§ **REQUIRED ACTIONS**:
**A.** For each statement below, state whether it agrees with the article on Terminus 2049, and support each yes or no with the deciding words of the article quoted exactly: (i) Terminus 2049 was hosted on Github; (ii) the lawyers hired by the families were permitted to represent the two men; (iii) before the detention, Terminus 2049 had archived about 100 articles in total.
**B.** Reproduce the part of the article on Terminus 2049 starting with "Terminus 2049, a" and going on through "Kun told me.".

§ **SUPPLIED TEXT**:
* * * * * * * * *

YAQIU WANG on the fate of two young idealists who risked everything to beat Chinese censorship.
Readers of online materials from sources in China are often frustrated when they click on an interesting article – only to find it has been deleted by government censors. Sometimes only a few minutes elapse after an article is published before it disappears.
Terminus 2049, a crowd-sourced project started in April 2018, sought to change that by archiving materials censored on Chinese media outlets and social media platforms. But after only a year of operation, on April 19, the Beijing police took away the group’s founders, Chen Mei and Cai Wei, both 27, from their homes. After detaining them in an undisclosed location for 54 days, authorities formally arrested them on June 12 on charges of ‘picking quarrels and provoking trouble.’ They are now being held in Beijing’s Chaoyang Detention Center.
Authorities rejected the lawyers the families hired for the two men, and instead assigned state lawyers to represent them. ‘I am very worried that Chen Mei could face unfair trial and imprisonment,’ Chen Mei’s brother Chen Kun told me.
Terminus 2049 – named after a distant planet in a galaxy invented by Isaac Asimov – was hosted on Github, the world’s largest open-source code-sharing and publishing site. The project automatically archived webpages of links that netizens had sent to the site. The articles would be preserved on the site even after they were later blocked. So Terminus 2049 was a decentralized, crowdsourcing platform in which netizens could participate and preserve the Chinese internet’s memory together. Web-users could also visit the site just to read articles that authorities didn’t want them to see. Authorities have occasionally tried to block Github, but have never fully done so, perhaps because numerous developers in China rely on it to build software.
Before Chen and Cai’s detention, Terminus 2049 had archived more than 600 articles, of which about 100 are on Covid-19. Those articles, including news pieces, interviews, and personal accounts, documented the real-life situation of people in Wuhan during the outbreak, some of which criticised the Chinese government’s initial cover-up of the novel coronavirus. The site had also archived censored articles on China’s #MeToo movement and its crackdown on labour activists.
Since Chen Mei was taken into custody, Chen Kun has tirelessly campaigned for his release. ‘When I give media interviews [about my brother], I often feel a sense of absurdity,’ Chen said. ‘I have to explain that [China’s] internet censorship… has become so severe that they were forcibly disappeared for simply archiving some articles.’
Chen Kun is right. Since president Xi Jinping came to power in late 2012, China has significantly tightened information control and ramped up propaganda, to the extent that idealistic young people like Chen and Cai willing to take up a fight against censorship have become rare.
Some Chinese people over 30 have known a Chinese internet that was freer and connected to the global internet. These tend to be the ones who most resent censorship. Some younger people, having grown up without international platforms such as Twitter and Google but only heavily censored Chinese alternatives have not experienced this relative information freedom. And government propaganda has some of the younger generations believing that the Great Firewall, the authorities’ extensive censorship system, protects them from false information and the country from social instability.

* * * * * * * * *

§ **SUPPLIED RECORDS**:

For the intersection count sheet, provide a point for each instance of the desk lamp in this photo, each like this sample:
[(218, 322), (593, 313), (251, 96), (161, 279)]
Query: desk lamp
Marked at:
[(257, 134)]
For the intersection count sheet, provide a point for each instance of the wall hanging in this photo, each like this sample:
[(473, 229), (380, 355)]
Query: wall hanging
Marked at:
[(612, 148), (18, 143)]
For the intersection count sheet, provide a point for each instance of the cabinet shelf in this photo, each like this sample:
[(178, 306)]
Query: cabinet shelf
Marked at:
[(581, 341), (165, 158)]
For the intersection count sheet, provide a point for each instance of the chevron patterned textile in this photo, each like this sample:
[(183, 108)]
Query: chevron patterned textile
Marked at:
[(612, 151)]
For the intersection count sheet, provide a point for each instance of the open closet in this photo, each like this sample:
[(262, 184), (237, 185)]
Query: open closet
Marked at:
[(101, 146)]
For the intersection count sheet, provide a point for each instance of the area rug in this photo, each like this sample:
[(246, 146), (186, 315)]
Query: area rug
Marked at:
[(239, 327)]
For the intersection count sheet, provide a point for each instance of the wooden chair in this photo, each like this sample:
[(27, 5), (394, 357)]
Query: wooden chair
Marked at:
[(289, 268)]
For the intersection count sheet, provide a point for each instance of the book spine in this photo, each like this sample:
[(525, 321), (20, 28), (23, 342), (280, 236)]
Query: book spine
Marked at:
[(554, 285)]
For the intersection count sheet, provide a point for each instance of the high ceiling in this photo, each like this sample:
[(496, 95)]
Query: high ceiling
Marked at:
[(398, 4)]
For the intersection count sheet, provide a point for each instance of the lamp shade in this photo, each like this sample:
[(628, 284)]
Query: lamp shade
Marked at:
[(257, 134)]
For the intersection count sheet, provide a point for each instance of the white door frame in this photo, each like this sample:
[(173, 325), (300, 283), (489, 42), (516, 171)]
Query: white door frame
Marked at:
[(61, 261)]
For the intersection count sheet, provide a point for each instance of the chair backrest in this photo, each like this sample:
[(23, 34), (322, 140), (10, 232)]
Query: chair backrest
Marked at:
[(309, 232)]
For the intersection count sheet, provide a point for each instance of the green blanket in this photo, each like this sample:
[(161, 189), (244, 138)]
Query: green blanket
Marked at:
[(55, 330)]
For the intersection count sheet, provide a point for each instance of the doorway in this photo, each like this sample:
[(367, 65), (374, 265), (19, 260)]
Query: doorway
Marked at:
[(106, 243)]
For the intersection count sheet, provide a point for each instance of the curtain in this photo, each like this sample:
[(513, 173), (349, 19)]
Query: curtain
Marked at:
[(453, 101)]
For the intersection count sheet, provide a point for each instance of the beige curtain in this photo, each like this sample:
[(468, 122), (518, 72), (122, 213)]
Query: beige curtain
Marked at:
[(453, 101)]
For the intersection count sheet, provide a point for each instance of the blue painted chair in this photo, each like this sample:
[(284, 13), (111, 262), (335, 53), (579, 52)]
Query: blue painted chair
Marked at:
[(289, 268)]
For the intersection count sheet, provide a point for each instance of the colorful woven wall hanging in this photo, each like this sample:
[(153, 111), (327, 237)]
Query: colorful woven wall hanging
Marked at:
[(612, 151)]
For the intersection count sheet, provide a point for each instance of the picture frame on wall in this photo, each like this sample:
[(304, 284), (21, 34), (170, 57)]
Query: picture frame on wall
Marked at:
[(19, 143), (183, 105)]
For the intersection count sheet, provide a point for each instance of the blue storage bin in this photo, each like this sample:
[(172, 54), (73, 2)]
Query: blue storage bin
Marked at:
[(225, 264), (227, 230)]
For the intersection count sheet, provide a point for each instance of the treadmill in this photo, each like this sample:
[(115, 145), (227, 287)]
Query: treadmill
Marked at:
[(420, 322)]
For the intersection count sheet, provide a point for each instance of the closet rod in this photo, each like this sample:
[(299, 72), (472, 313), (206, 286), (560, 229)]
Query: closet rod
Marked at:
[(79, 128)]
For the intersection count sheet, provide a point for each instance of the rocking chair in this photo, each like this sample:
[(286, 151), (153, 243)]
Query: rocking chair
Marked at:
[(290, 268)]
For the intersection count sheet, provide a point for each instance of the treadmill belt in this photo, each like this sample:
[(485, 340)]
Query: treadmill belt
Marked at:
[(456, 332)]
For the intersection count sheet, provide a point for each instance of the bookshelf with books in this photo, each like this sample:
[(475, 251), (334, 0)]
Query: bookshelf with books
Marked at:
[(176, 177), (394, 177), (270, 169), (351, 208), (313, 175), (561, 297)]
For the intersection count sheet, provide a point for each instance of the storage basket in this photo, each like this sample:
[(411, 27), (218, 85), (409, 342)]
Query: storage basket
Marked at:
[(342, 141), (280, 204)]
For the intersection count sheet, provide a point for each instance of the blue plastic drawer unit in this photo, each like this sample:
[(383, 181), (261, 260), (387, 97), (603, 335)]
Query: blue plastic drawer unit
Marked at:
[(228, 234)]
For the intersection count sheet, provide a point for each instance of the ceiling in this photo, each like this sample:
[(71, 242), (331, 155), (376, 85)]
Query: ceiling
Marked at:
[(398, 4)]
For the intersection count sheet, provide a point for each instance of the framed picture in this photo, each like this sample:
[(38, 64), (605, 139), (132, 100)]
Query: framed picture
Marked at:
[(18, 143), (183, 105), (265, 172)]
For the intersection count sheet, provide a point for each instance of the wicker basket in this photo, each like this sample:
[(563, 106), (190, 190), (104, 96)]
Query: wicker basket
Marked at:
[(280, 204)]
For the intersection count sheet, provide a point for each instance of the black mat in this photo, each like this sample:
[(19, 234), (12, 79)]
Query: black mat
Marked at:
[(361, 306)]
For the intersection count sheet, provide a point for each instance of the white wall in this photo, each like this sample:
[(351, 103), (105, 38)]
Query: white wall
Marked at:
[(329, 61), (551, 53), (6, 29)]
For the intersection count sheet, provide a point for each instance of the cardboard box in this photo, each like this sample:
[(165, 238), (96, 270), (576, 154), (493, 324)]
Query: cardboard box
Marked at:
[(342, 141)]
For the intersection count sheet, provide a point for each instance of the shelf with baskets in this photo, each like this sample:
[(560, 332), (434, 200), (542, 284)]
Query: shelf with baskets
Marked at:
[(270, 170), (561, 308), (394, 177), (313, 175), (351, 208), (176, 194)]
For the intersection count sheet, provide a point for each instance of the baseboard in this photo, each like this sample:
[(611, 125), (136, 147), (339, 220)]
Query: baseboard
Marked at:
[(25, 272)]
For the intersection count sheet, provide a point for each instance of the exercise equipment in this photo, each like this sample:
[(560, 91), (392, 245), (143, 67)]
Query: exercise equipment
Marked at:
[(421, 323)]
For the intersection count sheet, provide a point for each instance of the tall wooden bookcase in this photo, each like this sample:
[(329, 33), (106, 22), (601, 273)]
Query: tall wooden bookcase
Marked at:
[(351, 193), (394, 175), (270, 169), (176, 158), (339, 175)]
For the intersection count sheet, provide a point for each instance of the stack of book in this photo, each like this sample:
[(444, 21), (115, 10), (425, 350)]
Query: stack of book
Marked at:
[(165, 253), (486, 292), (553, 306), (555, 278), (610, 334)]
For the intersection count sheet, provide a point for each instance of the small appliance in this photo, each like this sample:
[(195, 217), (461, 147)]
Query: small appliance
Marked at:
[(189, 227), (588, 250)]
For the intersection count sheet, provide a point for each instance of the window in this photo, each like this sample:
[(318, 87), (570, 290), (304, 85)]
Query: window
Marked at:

* * * * * * * * *

§ **ANSWERS IN ORDER**:
**A.**
(i) Yes: "Terminus 2049 – named after a distant planet in a galaxy invented by Isaac Asimov – was hosted on Github"
(ii) No: "Authorities rejected the lawyers the families hired for the two men, and instead assigned state lawyers to represent them."
(iii) No: "Terminus 2049 had archived more than 600 articles, of which about 100 are on Covid-19."

**B.**
Terminus 2049, a crowd-sourced project started in April 2018, sought to change that by archiving materials censored on Chinese media outlets and social media platforms. But after only a year of operation, on April 19, the Beijing police took away the group’s founders, Chen Mei and Cai Wei, both 27, from their homes. After detaining them in an undisclosed location for 54 days, authorities formally arrested them on June 12 on charges of ‘picking quarrels and provoking trouble.’ They are now being held in Beijing’s Chaoyang Detention Center.
Authorities rejected the lawyers the families hired for the two men, and instead assigned state lawyers to represent them. ‘I am very worried that Chen Mei could face unfair trial and imprisonment,’ Chen Mei’s brother Chen Kun told me.